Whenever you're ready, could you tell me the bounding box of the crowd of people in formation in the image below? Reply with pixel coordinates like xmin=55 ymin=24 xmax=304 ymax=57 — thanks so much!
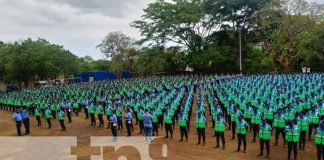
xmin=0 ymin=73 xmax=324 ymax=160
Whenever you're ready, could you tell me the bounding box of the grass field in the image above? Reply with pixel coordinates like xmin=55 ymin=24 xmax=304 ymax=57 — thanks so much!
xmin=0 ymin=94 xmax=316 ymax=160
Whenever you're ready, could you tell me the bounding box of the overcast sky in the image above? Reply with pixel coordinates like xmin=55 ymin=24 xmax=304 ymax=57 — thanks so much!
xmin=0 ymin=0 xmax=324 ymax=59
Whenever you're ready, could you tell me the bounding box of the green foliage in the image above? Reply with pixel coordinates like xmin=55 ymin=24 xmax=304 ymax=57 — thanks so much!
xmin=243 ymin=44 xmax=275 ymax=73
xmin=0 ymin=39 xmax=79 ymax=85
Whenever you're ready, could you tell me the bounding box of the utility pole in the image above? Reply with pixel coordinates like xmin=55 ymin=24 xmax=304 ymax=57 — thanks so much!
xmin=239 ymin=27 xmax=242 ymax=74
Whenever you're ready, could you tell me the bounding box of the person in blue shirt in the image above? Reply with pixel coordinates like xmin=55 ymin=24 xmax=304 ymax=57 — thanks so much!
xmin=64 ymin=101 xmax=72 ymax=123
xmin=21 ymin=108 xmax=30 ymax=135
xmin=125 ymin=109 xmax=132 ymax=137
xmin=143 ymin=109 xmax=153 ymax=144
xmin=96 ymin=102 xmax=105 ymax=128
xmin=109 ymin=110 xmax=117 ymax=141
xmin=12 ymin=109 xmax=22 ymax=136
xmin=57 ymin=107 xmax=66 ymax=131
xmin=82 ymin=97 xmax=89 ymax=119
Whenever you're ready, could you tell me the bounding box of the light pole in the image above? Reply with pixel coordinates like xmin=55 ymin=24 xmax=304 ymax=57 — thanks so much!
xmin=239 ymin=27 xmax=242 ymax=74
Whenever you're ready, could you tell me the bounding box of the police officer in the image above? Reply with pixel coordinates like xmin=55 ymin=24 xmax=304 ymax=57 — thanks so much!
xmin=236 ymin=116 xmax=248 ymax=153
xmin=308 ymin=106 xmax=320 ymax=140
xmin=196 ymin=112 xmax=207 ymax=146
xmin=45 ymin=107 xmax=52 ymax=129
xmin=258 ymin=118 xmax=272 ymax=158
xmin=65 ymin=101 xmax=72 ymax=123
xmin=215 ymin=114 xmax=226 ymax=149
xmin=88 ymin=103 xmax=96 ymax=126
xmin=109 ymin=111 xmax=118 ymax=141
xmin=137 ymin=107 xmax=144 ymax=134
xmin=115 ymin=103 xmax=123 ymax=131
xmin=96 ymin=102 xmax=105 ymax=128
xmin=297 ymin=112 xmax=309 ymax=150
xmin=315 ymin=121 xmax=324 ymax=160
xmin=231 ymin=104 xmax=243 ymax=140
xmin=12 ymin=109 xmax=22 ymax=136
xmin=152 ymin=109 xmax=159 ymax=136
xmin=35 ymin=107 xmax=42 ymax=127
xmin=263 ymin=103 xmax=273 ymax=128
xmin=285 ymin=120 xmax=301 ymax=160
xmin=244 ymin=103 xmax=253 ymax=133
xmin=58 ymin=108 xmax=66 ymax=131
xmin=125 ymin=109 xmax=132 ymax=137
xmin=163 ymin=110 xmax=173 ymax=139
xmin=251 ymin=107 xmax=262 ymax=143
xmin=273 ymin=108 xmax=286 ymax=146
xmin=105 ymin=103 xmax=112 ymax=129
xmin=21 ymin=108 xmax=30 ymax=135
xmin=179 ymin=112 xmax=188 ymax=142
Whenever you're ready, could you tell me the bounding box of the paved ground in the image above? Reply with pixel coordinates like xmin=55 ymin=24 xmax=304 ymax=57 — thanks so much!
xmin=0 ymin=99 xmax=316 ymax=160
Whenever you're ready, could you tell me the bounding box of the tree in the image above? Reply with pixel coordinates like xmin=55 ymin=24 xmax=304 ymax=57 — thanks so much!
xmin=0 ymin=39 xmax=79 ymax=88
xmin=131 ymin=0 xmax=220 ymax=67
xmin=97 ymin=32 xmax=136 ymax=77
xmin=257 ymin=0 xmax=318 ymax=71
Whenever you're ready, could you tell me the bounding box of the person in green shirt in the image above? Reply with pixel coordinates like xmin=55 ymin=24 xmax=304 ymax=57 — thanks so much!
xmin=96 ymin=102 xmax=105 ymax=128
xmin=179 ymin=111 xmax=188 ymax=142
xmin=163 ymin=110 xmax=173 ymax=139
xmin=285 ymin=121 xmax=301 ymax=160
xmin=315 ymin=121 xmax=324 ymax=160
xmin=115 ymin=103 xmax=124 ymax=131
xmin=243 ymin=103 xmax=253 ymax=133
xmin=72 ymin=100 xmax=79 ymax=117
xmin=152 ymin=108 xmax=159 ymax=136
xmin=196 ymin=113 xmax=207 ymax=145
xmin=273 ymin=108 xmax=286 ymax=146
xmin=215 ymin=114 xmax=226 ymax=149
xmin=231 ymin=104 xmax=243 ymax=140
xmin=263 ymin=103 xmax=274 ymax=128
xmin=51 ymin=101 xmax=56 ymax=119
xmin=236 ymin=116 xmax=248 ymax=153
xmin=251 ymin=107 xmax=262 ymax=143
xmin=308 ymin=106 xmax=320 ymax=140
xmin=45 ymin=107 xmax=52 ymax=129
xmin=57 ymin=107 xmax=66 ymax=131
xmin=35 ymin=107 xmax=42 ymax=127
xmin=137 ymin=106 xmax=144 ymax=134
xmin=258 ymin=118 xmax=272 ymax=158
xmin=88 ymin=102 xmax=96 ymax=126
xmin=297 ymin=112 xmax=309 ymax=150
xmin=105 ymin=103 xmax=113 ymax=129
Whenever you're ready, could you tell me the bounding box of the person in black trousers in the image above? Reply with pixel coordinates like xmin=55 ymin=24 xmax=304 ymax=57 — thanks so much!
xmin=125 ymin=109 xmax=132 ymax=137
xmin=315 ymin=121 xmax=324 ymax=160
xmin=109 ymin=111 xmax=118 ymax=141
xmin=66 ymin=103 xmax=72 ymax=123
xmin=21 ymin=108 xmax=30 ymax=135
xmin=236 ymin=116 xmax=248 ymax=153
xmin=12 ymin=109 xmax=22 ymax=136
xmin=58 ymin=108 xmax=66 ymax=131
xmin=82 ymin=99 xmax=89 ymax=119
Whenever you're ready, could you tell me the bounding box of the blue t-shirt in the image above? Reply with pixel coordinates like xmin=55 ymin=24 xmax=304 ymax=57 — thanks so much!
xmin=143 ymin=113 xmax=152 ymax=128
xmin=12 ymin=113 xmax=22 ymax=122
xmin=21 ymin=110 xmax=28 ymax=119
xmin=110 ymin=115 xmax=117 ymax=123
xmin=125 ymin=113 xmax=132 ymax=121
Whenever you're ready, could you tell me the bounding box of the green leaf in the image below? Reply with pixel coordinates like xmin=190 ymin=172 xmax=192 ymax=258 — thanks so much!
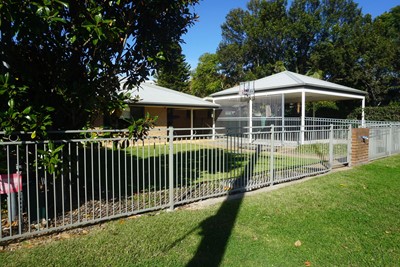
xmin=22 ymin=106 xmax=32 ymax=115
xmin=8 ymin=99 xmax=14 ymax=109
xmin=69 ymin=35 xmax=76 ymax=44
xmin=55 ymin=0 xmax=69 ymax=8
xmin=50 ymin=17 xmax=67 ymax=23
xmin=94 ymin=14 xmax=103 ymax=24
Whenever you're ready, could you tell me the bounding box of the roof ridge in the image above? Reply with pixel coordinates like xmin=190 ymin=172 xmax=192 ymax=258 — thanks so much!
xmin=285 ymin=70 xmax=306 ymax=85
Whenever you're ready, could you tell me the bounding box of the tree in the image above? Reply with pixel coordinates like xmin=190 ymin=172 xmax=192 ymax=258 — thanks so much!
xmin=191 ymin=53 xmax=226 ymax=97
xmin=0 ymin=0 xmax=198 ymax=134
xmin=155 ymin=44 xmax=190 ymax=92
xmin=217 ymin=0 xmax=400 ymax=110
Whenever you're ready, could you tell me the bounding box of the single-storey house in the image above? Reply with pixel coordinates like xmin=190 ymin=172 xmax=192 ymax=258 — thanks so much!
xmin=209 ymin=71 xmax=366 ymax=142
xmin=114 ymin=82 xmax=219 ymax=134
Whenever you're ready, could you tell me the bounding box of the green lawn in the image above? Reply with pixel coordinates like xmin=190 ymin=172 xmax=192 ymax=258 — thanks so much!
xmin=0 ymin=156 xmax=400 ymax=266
══════════════════════════════
- TASK BRIEF -
Convert the entries, starting at the very first line and going on through the line with "xmin=0 ymin=94 xmax=316 ymax=160", into a Markdown table with the columns No. and Text, giving each line its own numbered row and skipping blank lines. Leave the pictures out of the table.

- SOLUTION FOR THIS PROBLEM -
| No. | Text |
|---|---|
| 1 | Whenever you're ready, could you tell me the bounding box of the crowd of people in formation in the image below? Reply with pixel coordinates like xmin=55 ymin=24 xmax=304 ymax=57 — thanks so much! |
| 2 | xmin=0 ymin=73 xmax=324 ymax=160 |
| 3 | Whenever you're ready, could you tell me the bounding box of the grass field in the image above? Reply with pixel coordinates like xmin=55 ymin=24 xmax=304 ymax=57 — thanks so much! |
| 4 | xmin=0 ymin=94 xmax=316 ymax=160 |